> CONSEGNA:
Prosegui il testo sul film dedicato alla prigionia di Mujica, Rosencof e Fernández Huidobro, ripartendo dopo la sua ultima frase.

> TESTO ESTRATTO:
***
José "Pepe" Mujica, Mauricio Rosencof e Eleuterio
Fernández Huidobro furono imprigionati per dodici anni in celle singole, in
isolamento totale, per distruggerli, per farli impazzire.
dire tortura è dire poco.
quando furono liberati
diventarono scrittori, ministri, Pepe Mujica addirittura presidente della
repubblica, ma tanti sono morti.
il film ha dei bravissimi
attori (appare per pochi minuti anche Soledad
Villamil) e ricorda a tutti quanto può essere cattivo l'essere umano, e come
tre indifesi prigionieri resistono, senza cedere mai.
naturalmente
il film è in pochissime sale, ma se vi capita a portata di mano non esitate,
non vi deluderà, promesso - Ismaele
…È interessante che a distanza di
pochi giorni arrivino nelle sale cinematografiche italiane due opere che ci
ricordano ciò che accadde in due Paesi dell'America Latina nella seconda metà
del secolo scorso. Si tratta del documentario Santiago, Italia di Nanni
Moretti sul Cile e di questo film.
Entrambi, seppure con modalità
narrative diverse, ci ricordano ciò che accade quando una brutale dittatura in
nome di un preteso 'diritto' cancella qualsiasi forma di trattamento umano nei
confronti dei detenuti. Seguiamo i 4323 giorni di detenzione di tre dei nove
guerriglieri catturati ed assistiamo ad una scientifica quanto abietta
strategia finalizzata non tanto ad ottenere informazioni (le quali con il
trascorrere degli anni divengono sempre meno utili) quanto piuttosto per
devastarne la psiche uccidendoli di fatto pur mantenendoli in vita…
…L’impianto drammaturgico è semplice, lineare, e la
scrittura, a tratti, inciampa in un poeticismo un po’ melenso nel ricostruire
una fase storica, dominata da un’autorità violenta e spietata, supportata da
una burocrazia paradossale. Si mostra l’inferno dal quale Mujica proviene quasi
sottintendendo una spiegazione del suo approccio politico futuro: la visione
pragmatica della realtà delle cose, di ciò che va considerato davvero
importante, di ciò che si può ritenere superfluo. Il respiro è volutamente
popolare e retorico e lo stesso ricorso all'ironia si spiega col tentativo del
film di proporsi, didascalicamente, come strumento didattico per raccontare a
un pubblico, il più vasto possibile, la sofferenza nella quale si è forgiata
una figura straordinaria.
***
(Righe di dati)
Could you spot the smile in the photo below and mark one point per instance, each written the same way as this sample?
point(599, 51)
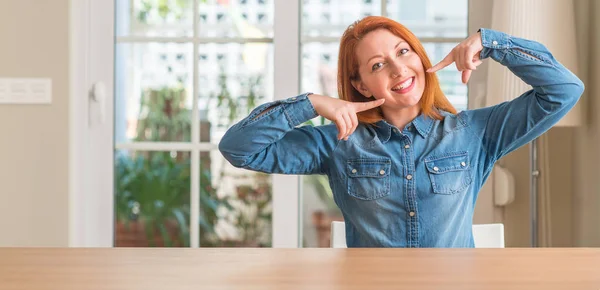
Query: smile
point(404, 86)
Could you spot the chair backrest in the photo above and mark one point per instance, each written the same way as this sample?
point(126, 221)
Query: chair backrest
point(485, 235)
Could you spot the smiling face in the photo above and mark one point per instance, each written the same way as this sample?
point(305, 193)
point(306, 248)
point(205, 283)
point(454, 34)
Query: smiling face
point(389, 69)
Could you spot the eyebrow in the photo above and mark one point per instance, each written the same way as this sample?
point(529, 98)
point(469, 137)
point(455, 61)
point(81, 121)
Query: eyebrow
point(379, 55)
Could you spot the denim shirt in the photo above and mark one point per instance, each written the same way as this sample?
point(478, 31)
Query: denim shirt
point(414, 186)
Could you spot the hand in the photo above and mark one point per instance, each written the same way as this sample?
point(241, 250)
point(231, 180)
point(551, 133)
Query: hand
point(465, 55)
point(341, 112)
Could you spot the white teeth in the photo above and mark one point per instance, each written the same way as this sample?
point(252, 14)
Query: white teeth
point(403, 85)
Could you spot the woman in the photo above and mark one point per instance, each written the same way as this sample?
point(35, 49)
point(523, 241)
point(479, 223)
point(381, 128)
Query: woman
point(404, 166)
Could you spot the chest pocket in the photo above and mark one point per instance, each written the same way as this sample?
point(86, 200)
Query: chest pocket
point(450, 173)
point(368, 178)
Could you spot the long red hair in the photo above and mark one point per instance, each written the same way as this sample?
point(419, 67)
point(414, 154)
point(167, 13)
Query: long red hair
point(433, 98)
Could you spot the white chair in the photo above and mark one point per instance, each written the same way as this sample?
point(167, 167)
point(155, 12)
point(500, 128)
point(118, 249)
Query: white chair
point(485, 235)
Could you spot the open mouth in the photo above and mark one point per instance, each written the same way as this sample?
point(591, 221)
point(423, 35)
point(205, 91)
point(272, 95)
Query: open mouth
point(405, 86)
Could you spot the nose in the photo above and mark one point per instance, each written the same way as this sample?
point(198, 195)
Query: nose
point(398, 68)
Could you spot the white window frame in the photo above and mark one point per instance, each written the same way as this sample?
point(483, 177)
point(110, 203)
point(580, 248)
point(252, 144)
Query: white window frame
point(91, 210)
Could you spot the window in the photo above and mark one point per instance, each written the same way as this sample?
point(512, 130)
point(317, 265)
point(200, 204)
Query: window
point(185, 72)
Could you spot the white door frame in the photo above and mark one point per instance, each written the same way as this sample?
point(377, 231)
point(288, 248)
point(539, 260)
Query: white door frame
point(91, 124)
point(91, 152)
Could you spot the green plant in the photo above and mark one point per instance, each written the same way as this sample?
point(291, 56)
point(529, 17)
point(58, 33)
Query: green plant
point(153, 188)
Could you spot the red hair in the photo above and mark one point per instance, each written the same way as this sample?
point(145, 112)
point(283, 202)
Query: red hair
point(433, 98)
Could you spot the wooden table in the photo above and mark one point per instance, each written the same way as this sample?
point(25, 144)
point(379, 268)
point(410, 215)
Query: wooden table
point(281, 269)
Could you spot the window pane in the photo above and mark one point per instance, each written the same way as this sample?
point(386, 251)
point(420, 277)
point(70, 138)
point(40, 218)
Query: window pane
point(170, 18)
point(233, 80)
point(319, 68)
point(332, 17)
point(431, 18)
point(153, 92)
point(450, 78)
point(236, 205)
point(152, 202)
point(236, 18)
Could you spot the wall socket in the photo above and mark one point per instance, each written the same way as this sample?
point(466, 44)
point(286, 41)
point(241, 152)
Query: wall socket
point(25, 91)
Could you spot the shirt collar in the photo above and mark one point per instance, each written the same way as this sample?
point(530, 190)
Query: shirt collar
point(422, 124)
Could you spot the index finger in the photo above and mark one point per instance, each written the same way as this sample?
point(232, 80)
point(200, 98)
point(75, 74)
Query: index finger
point(442, 64)
point(368, 105)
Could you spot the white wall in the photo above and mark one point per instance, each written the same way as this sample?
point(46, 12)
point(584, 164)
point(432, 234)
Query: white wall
point(34, 138)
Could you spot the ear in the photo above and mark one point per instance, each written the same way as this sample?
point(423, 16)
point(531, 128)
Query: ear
point(360, 87)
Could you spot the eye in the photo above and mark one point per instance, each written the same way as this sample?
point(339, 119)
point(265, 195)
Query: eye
point(403, 51)
point(376, 66)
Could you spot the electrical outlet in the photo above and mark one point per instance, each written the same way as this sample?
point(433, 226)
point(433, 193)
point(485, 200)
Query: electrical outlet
point(25, 91)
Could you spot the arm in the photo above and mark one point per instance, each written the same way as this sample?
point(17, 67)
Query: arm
point(268, 140)
point(555, 90)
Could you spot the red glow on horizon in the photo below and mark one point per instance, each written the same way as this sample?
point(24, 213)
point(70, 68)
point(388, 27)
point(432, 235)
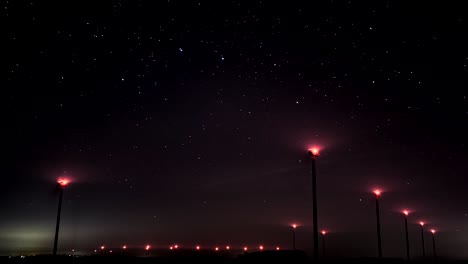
***
> RISPOSTA:
…Partendo dal libro di memorie di Rosencof e Huidobro,
il regista prova così a raccontare a suo modo una delle pagine più buie del
paese. Lo fa mantenendo una invidiabile lucidità che gli consente di sostenere
la narrazione con mano solida e ritmo calzante e senza mai cadere nella
trappola della retorica.
Ciò che convince di più nel film infatti, è la capacità di raccontare
nel dettaglio l’orrore della prigionia grazie a una sapiente introspezione
dell’animo umano che evita inutili forzature. La chiave narrativa spinge così
lo sguardo dello spettatore in una direzione cruda e spietata grazie alla sola
forza delle immagini che cerca di restituire tutte le privazioni, i soprusi a
cui erano sottoposti i prigionieri dentro a un clima di feroce, spasmodica
tensione, ricorrendo alla potenza evocativa dei tempi morti che ben
sottolineano ed evidenziano il disordine psicologico partorito dalla tortura.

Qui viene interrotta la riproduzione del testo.